begin GIVEN DATA

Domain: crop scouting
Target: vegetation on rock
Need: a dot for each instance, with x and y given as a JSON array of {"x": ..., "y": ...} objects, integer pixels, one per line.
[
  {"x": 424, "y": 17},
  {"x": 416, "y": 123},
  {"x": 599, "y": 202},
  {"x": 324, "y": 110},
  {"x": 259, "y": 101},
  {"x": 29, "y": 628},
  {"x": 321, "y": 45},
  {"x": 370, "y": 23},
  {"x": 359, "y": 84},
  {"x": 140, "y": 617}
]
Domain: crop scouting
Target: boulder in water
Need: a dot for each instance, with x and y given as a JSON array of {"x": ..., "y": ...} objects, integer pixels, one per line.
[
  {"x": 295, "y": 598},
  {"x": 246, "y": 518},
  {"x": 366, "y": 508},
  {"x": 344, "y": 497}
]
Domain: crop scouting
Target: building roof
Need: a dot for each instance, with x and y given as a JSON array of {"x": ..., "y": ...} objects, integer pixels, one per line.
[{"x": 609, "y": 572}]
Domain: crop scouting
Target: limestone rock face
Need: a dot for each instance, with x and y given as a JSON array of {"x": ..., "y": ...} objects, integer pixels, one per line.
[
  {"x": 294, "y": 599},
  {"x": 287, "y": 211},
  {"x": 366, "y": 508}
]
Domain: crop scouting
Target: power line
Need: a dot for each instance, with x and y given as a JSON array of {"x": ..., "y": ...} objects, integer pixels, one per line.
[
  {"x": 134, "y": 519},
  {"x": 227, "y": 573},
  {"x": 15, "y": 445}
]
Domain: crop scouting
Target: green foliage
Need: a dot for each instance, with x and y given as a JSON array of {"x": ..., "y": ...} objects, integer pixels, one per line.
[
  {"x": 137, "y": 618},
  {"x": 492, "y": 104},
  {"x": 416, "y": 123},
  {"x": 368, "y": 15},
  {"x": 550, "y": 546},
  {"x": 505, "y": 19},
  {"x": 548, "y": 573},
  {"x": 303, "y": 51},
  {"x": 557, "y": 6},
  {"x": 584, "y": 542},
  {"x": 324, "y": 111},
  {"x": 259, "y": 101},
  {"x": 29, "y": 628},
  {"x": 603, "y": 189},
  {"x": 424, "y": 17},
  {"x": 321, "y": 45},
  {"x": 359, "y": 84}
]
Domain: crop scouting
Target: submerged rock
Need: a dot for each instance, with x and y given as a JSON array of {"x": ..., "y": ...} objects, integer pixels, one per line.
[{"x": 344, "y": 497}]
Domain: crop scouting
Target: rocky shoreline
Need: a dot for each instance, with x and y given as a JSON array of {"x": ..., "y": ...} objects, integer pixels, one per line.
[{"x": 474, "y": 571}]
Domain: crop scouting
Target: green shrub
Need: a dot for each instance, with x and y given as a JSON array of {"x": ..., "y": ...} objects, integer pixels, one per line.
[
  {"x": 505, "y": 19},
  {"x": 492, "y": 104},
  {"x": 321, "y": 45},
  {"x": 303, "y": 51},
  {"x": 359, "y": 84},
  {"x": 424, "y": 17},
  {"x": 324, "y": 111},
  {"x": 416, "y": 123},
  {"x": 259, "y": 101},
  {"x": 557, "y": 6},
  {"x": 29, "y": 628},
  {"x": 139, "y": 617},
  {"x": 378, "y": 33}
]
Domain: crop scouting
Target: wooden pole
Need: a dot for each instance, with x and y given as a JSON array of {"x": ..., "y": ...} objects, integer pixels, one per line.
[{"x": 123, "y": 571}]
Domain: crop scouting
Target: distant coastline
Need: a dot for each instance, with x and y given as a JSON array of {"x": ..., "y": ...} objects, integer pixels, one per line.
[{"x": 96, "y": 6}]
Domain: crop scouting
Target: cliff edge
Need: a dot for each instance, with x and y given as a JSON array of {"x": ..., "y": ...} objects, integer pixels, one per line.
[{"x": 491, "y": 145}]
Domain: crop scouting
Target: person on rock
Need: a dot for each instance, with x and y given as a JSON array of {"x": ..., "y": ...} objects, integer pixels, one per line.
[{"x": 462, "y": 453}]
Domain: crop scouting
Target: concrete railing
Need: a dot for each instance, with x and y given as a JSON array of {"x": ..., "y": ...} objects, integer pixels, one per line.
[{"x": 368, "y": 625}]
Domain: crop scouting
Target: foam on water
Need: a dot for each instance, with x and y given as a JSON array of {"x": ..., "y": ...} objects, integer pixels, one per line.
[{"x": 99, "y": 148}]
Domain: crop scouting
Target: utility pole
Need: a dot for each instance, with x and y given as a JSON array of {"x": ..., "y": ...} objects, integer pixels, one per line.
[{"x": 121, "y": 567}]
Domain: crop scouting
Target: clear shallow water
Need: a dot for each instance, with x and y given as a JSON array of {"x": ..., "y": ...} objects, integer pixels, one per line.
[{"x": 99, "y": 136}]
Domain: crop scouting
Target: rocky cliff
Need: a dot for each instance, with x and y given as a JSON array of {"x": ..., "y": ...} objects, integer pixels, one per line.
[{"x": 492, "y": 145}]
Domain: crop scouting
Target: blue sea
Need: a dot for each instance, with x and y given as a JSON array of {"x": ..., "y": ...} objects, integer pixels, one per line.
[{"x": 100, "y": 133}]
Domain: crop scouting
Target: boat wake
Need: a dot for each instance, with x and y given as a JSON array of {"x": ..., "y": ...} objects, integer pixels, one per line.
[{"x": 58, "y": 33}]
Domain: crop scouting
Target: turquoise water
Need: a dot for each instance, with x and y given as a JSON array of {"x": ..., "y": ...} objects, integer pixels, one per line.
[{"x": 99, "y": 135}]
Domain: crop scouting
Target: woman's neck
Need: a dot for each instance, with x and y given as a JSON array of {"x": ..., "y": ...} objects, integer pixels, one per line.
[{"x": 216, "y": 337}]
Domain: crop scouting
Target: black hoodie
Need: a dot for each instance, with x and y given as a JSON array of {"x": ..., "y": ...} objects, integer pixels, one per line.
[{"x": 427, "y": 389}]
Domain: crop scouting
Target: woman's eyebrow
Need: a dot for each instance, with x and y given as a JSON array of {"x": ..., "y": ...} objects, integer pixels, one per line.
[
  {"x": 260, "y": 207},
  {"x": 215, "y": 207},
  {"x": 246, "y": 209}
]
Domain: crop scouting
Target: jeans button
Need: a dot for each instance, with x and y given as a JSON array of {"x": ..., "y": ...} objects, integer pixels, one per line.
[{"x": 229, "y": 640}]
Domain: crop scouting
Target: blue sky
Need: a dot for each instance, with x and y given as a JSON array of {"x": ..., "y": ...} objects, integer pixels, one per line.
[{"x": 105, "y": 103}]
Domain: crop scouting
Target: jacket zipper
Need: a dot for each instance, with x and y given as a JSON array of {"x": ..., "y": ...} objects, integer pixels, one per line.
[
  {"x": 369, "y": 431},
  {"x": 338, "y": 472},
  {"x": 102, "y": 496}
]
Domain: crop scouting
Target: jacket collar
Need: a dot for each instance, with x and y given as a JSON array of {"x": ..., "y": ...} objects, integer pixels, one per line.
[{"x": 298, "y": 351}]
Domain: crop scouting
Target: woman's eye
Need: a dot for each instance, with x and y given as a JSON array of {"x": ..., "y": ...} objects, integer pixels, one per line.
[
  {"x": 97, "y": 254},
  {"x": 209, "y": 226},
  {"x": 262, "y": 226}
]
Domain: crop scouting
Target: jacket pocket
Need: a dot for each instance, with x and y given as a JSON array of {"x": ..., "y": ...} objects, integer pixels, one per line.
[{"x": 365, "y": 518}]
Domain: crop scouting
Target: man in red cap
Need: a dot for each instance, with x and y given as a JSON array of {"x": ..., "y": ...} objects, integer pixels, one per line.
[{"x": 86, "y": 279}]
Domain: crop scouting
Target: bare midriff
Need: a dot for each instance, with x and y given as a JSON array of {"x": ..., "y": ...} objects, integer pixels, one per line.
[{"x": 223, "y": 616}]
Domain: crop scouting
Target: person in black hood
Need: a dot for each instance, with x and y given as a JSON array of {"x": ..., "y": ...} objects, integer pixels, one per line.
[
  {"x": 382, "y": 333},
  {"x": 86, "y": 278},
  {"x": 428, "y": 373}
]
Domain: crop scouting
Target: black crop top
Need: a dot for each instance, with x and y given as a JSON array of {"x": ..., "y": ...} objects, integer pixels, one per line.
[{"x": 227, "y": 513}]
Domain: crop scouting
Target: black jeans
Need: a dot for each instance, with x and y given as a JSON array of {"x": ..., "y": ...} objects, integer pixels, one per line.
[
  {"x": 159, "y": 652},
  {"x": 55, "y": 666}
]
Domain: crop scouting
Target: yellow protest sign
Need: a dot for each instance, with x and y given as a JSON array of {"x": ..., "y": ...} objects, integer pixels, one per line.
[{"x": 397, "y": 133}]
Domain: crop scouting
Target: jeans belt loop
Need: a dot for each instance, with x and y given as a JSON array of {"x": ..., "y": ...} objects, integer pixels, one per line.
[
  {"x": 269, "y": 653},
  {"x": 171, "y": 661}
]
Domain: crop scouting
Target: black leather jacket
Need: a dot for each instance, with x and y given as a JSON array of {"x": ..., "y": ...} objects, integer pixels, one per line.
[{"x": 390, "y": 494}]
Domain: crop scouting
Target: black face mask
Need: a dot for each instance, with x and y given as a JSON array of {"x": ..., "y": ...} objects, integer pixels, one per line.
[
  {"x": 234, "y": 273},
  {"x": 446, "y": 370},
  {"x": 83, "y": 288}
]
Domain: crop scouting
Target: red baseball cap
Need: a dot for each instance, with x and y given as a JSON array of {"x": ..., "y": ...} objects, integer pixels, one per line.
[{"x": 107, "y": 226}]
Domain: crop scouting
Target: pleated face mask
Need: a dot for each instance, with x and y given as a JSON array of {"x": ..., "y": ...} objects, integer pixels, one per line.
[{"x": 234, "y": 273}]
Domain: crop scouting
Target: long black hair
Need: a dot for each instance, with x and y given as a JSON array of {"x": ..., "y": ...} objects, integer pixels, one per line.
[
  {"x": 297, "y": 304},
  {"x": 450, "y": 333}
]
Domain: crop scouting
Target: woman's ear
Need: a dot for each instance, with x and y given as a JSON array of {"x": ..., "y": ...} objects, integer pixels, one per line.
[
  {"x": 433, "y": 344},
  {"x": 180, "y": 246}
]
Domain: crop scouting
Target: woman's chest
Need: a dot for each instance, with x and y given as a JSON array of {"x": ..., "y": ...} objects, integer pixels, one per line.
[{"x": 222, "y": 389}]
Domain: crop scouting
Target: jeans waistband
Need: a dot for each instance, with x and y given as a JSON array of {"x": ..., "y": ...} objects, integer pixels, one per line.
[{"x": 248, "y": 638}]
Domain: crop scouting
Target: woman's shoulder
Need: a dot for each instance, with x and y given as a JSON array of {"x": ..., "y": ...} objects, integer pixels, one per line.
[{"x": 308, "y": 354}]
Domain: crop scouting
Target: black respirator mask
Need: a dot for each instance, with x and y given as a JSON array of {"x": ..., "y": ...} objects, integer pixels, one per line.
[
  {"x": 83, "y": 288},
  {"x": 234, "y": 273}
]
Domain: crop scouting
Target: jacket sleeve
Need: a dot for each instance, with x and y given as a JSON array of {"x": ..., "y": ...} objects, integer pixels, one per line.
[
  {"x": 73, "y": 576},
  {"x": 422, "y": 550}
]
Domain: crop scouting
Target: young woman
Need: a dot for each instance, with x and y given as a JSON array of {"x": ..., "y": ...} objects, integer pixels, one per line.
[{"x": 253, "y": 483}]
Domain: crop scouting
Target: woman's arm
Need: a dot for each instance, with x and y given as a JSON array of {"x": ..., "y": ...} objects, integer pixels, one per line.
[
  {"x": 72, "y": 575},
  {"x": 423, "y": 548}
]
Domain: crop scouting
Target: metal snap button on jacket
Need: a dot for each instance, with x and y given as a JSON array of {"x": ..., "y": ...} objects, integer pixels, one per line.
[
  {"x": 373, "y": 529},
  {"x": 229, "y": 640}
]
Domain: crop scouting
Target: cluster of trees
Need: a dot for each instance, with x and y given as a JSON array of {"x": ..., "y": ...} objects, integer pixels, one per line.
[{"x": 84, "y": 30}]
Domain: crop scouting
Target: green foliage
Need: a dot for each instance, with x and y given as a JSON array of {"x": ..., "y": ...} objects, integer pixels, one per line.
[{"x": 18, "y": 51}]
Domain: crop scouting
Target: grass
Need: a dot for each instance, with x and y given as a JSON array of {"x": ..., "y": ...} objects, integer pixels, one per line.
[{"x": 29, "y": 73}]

end GIVEN DATA

Collect every line of the items above that contains the string "woman", matching case exactly.

THE OUTPUT:
Target: woman's neck
Target: woman's eyebrow
Target: woman's eye
Target: woman's ear
Target: woman's chest
Target: woman's shoulder
Target: young woman
Target: woman's arm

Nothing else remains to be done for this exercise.